Short problem: Please copy the listing below line for line, leaving out the pictures.

◇ ◇ ◇ ◇ ◇ ◇ ◇

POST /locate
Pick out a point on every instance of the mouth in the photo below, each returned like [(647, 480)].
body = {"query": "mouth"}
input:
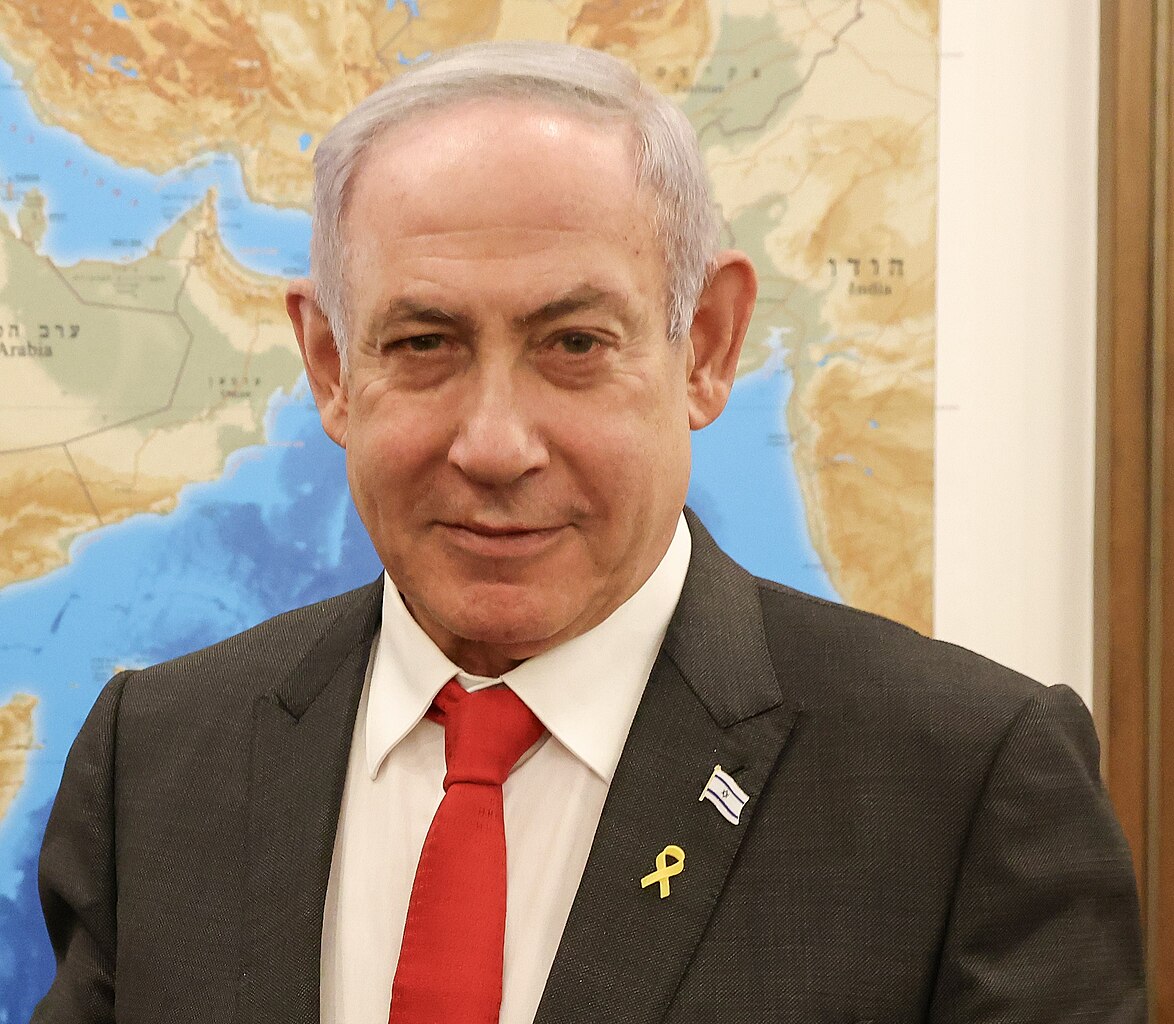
[(500, 540)]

◇ ◇ ◇ ◇ ◇ ◇ ◇

Solution to the problem:
POST /locate
Pick out a point on every instance of the mouth in the photo below, each returned like [(647, 480)].
body = {"query": "mouth"}
input:
[(500, 540)]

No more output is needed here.